作業目標 A
外務省各局の事務を定めた条文のうち、「三 アジア諸国以外の諸国における邦人の生命、身体及び財産の保護に関すること。」から始めて「第十二条 国際協力局においては、左の事務をつかさどる。」まで続く部分を、一字も変えずに書き写してください。
作業目標 B
外務省各局の事務を定めた条文で、見出しに事務が掲げられている局の名前をすべて挙げてください。
作業目標 C
外務省各局の事務を定めた条文によれば、在外の邦人の生命、身体及び財産の保護はどの局が担当し、その担当はどのように分けられているかを1〜3文で説明してください。

本文抜粋
........

十九 前各号に掲げるものの外、外務省の所掌事務で他局及び他の機関の所掌に属しない事務に関すること。
(アジア局の事務)
第八条 アジア局においては、左の事務をつかさどる。
一 アジア諸国に関する外交政策の企画立案及びその実施の総合調整に関すること。
二 アジア諸国に関する政務の処理並びにこれに必要な情報の収集及び調査研究に関すること。
三 アジア諸国における邦人の生命、身体及び財産の保護に関すること。
四 朝鮮、台湾、樺太、関東州、南洋群島その他の地域に関する整理事務を行うこと。
五 邦人の引揚に関すること。
六 在外公館等借入金の審査確認事務を行うこと。
(欧米局の事務)
第九条 欧米局においては、左の事務をつかさどる。
一 アジア諸国以外の諸国に関する外交政策の企画立案及びその実施の総合調整に関すること。
二 アジア諸国以外の諸国に関する政務の処理並びにこれに必要な情報の収集及び調査研究に関すること。
三 アジア諸国以外の諸国における邦人の生命、身体及び財産の保護に関すること。
四 海外渡航、移住、旅券の発給及び査証に関すること。
(経済局の事務)
第十条 経済局においては、左の事務をつかさどる。
一 通商航海に関する利益を保護し、及び増進すること。
二 国際経済機関との協力及び通商航海条約その他の通商経済上の協定に関すること。
三 国際経済事情の調査並びに国際経済に関する統計の作成及び資料の収集を行うこと。
(条約局の事務)
第十一条 条約局においては、左の事務をつかさどる。
一 条約その他の国際約束の締結に関すること。
二 国際法及び渉外法律事項に関すること。
(国際協力局の事務)
第十二条 国際協力局においては、左の事務をつかさどる。
一 国際機関及び国際会議への参加並びに国際行政に関すること。
二 連合国最高司令官総司令部その他連合国最高司令官の下にある官憲との連絡及びこれに関連する各行政機関の事務の総合調整に関すること。
三 連合国による日本の管理に関する文書及び記録の収集及び研究を行うこと。
四 連絡調整事務局に関すること。
(情報文化局の事務)
第十三条 情報文化局においては、左の事務をつかさどる。

........

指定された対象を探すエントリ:
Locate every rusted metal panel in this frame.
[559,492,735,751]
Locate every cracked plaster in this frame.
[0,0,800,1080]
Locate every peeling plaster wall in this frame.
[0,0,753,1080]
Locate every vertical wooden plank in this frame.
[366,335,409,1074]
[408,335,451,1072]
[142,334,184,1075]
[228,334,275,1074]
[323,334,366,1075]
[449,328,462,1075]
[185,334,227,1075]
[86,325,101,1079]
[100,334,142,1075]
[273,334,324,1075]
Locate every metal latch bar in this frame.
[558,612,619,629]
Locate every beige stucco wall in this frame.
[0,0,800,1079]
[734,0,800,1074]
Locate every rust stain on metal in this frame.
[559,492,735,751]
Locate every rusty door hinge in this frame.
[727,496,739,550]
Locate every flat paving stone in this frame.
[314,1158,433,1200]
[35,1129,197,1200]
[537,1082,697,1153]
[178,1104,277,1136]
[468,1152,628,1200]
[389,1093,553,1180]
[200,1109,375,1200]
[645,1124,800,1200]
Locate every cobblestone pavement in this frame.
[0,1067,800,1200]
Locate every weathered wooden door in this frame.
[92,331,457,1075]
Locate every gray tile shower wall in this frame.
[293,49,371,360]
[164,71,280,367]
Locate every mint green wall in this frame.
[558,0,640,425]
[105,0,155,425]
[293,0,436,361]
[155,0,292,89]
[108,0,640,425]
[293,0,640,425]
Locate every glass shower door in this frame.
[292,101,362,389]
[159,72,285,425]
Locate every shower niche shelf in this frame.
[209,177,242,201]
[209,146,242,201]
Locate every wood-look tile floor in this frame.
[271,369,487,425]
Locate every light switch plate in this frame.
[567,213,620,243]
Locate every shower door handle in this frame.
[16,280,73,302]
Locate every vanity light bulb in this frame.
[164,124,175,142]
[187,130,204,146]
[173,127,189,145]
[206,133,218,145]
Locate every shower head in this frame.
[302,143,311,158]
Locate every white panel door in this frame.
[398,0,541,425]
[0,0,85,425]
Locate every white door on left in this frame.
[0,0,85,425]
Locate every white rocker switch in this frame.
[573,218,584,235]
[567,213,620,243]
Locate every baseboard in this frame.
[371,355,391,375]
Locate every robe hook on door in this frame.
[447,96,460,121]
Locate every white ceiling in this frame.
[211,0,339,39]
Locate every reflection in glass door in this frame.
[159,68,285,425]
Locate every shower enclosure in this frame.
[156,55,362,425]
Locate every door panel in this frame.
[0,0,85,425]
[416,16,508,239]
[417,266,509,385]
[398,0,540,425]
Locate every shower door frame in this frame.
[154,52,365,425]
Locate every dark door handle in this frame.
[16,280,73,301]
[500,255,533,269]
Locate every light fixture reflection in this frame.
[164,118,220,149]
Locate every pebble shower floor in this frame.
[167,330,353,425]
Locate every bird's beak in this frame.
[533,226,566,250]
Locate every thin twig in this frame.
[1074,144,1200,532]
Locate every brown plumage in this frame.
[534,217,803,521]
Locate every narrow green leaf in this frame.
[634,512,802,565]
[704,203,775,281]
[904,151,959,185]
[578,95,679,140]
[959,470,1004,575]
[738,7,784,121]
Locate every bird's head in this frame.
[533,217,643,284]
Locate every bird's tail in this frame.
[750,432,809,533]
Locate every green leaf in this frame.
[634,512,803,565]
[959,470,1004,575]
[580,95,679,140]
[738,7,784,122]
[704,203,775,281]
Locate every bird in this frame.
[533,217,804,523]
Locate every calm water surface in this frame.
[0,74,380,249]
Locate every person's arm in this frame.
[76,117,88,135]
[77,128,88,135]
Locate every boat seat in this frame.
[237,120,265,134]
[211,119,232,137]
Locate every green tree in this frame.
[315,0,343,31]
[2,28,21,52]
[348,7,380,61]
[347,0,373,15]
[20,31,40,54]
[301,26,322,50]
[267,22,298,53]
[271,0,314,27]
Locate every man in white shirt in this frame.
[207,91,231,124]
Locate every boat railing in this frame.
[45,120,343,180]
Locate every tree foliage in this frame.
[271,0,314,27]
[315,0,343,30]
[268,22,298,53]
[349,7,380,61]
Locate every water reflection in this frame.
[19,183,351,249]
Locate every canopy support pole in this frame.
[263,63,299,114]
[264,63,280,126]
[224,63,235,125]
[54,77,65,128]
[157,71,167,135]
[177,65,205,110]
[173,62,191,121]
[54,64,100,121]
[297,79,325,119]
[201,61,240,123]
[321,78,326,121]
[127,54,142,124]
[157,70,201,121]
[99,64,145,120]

........

出力全文 A
三 アジア諸国以外の諸国における邦人の生命、身体及び財産の保護に関すること。
四 海外渡航、移住、旅券の発給及び査証に関すること。
(経済局の事務)
第十条 経済局においては、左の事務をつかさどる。
一 通商航海に関する利益を保護し、及び増進すること。
二 国際経済機関との協力及び通商航海条約その他の通商経済上の協定に関すること。
三 国際経済事情の調査並びに国際経済に関する統計の作成及び資料の収集を行うこと。
(条約局の事務)
第十一条 条約局においては、左の事務をつかさどる。
一 条約その他の国際約束の締結に関すること。
二 国際法及び渉外法律事項に関すること。
(国際協力局の事務)
第十二条 国際協力局においては、左の事務をつかさどる。

出力全文 B
アジア局、欧米局、経済局、条約局、国際協力局、情報文化局

出力全文 C
アジア諸国における邦人の保護はアジア局の事務(第八条三)とされ、アジア諸国以外の諸国における邦人の保護は欧米局の事務(第九条三)とされています。つまり、対象の国がアジア諸国かどうかによって担当局が分かれています。